Data entries:
□ □ □ □ □ □ □

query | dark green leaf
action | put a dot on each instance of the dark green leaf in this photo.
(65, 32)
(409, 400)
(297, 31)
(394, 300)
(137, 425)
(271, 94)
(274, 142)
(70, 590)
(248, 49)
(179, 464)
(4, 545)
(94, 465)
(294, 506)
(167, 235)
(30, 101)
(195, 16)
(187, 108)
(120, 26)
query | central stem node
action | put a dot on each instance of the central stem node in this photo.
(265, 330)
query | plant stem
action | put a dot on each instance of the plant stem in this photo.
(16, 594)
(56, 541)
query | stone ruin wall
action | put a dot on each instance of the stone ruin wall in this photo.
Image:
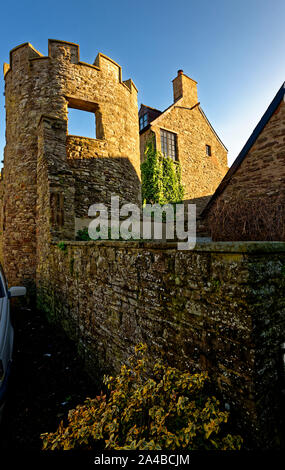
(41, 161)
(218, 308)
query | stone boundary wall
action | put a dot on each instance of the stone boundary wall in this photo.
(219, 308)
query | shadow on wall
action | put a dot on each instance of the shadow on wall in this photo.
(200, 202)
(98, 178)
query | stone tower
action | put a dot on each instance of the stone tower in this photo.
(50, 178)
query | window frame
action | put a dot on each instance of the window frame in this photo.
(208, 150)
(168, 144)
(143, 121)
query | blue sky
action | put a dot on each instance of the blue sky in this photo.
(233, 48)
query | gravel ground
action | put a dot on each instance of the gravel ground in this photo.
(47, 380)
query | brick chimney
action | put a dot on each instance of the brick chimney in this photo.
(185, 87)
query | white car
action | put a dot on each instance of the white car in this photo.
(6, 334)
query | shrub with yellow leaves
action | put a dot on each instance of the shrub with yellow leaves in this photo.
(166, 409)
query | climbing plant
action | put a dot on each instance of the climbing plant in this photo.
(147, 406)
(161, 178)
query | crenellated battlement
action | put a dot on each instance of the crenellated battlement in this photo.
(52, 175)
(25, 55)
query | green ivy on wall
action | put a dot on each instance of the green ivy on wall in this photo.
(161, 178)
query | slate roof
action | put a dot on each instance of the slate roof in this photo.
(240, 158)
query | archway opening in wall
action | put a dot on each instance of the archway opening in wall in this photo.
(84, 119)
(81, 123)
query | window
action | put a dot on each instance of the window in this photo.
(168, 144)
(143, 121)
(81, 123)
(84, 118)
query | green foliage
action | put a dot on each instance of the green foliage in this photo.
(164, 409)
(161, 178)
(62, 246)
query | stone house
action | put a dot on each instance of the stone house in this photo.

□ □ □ □ □ □ □

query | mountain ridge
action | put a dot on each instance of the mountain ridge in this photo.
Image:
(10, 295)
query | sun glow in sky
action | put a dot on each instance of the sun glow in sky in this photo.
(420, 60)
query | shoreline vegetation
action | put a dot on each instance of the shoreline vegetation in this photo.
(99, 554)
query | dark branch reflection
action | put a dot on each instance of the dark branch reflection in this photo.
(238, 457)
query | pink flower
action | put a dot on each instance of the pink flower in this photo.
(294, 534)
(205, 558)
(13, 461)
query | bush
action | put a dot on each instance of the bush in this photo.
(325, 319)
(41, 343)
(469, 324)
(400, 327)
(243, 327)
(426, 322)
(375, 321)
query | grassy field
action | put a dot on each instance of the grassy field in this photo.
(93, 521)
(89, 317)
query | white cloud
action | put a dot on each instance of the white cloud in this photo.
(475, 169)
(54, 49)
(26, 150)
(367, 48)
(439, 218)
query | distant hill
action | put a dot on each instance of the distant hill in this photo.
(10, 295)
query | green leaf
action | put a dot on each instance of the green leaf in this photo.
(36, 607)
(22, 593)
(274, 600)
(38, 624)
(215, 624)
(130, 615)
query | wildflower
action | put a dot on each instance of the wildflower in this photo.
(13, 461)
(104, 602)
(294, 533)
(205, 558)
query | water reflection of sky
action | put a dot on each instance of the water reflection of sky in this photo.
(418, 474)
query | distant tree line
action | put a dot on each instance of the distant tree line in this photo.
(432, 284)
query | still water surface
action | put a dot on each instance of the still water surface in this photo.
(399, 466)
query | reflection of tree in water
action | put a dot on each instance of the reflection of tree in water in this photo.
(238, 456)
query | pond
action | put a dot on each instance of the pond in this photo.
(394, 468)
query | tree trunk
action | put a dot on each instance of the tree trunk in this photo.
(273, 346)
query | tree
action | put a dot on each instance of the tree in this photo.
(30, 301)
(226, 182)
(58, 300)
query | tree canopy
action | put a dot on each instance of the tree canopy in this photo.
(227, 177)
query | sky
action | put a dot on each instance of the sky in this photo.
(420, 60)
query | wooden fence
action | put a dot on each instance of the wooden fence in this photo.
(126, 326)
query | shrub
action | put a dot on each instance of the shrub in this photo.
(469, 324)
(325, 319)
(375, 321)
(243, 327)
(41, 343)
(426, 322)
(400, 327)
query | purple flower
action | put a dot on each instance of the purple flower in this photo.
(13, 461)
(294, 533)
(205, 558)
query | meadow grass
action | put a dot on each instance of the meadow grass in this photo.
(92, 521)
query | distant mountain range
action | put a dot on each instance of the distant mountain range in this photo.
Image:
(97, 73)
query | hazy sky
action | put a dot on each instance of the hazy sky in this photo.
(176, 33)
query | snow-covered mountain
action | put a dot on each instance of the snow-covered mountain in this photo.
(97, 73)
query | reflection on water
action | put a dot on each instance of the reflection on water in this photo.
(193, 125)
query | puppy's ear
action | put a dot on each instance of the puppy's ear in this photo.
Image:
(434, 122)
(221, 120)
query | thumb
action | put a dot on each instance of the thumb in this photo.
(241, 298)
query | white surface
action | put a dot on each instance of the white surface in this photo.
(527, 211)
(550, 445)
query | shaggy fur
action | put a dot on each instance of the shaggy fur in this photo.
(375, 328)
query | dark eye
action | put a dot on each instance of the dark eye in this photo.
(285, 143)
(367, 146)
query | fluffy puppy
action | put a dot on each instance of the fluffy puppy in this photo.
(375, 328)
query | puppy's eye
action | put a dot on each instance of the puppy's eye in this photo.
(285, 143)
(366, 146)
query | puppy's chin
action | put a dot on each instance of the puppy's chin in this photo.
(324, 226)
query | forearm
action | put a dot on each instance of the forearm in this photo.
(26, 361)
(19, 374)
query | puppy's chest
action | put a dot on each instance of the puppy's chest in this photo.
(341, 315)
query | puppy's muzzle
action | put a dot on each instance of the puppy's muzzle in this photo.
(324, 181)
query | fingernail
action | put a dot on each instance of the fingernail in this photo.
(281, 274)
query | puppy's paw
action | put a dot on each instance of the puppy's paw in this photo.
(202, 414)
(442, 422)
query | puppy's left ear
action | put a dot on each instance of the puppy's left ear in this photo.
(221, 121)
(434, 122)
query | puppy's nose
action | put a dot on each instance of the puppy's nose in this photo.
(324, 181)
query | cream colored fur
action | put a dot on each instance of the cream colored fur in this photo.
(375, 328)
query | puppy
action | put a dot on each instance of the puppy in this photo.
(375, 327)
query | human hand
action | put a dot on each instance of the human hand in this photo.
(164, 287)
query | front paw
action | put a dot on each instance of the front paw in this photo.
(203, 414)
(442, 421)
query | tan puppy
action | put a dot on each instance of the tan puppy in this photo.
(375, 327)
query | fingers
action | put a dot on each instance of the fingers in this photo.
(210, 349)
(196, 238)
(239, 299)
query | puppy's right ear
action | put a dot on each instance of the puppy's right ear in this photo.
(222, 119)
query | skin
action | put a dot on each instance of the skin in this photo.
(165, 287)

□ □ □ □ □ □ □

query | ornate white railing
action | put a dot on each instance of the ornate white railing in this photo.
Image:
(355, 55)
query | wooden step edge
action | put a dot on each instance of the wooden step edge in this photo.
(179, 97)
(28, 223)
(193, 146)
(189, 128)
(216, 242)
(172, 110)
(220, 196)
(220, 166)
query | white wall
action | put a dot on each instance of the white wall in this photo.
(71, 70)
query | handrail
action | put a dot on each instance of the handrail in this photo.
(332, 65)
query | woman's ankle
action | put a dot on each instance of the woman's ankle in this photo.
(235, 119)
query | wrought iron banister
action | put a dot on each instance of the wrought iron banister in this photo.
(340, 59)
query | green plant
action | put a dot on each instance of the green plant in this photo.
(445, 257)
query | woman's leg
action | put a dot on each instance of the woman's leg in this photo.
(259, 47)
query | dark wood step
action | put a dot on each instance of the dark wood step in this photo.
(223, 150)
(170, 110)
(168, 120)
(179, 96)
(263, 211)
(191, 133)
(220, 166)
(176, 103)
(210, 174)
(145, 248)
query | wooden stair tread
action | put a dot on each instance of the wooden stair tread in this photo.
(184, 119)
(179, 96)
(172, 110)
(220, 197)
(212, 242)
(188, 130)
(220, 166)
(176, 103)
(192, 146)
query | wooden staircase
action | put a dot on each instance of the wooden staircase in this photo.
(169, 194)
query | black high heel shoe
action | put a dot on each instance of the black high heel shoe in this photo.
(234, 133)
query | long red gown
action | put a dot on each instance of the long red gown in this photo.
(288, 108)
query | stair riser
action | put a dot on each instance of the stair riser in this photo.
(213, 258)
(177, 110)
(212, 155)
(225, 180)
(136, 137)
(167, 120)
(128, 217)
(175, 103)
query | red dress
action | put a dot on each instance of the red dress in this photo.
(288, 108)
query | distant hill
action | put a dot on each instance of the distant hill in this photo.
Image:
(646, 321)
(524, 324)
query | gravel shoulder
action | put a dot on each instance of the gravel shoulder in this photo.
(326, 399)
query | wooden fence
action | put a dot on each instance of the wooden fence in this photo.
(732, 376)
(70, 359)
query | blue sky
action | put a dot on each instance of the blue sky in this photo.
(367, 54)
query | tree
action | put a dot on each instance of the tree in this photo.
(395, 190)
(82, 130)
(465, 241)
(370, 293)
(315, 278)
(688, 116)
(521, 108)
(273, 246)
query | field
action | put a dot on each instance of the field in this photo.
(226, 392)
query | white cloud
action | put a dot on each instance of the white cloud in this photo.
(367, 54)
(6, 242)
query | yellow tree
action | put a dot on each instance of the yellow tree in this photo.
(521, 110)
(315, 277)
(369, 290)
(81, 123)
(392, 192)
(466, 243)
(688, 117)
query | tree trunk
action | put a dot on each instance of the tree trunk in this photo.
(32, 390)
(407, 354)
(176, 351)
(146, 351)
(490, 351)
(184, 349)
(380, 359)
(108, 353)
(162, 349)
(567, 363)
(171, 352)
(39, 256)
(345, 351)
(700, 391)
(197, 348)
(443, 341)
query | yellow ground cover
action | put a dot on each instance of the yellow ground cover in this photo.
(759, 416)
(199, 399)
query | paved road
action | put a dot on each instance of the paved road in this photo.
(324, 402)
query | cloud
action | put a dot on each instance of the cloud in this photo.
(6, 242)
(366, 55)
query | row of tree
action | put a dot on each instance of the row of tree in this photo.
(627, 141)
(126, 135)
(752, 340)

□ □ □ □ □ □ □

Render the lines of the listing from the line with "query | green foliage" to the line with "house in this photo.", both included, as a JSON list of strings with one string per line and blank lines omitted.

[
  "query | green foliage",
  "action | put a dot on each instance of the green foliage in this photo.",
  "(164, 409)",
  "(161, 178)",
  "(62, 246)",
  "query | stone house",
  "action | put a dot on each instance of the stone house in this photo."
]